Records shown
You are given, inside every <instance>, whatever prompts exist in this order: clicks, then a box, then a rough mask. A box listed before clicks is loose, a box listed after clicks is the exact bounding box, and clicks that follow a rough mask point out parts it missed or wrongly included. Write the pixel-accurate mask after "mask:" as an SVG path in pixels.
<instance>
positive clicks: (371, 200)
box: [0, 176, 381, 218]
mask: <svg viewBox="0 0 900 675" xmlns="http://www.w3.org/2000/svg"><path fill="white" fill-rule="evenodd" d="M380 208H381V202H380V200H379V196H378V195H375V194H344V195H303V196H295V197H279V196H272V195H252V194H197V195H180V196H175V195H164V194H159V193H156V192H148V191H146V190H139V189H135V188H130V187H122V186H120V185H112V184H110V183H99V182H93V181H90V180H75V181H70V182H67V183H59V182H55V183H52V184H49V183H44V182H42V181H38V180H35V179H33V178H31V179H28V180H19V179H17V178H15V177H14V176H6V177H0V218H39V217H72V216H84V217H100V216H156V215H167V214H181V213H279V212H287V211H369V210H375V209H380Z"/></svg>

--

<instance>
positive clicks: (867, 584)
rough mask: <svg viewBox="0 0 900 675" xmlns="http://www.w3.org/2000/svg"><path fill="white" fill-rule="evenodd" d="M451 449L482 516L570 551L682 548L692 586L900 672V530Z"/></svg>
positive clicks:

Exercise
Could you retype exactly the lines above, starting at the line that contains "You are given, inside" and ending at the line that contains "positive clicks: (371, 200)", and nothing more?

Response area
You are given, inside every <instance>, whatever prompts exist in this order: clicks, then a box, then a rough mask. A box listed before clicks is loose, a box listed after clicks is the exact bounding box, and clicks that follow a rough mask point out parts it missed or wrongly included. Write the pixel-accurate mask after "mask:" as an SVG path in pixels.
<instance>
positive clicks: (371, 200)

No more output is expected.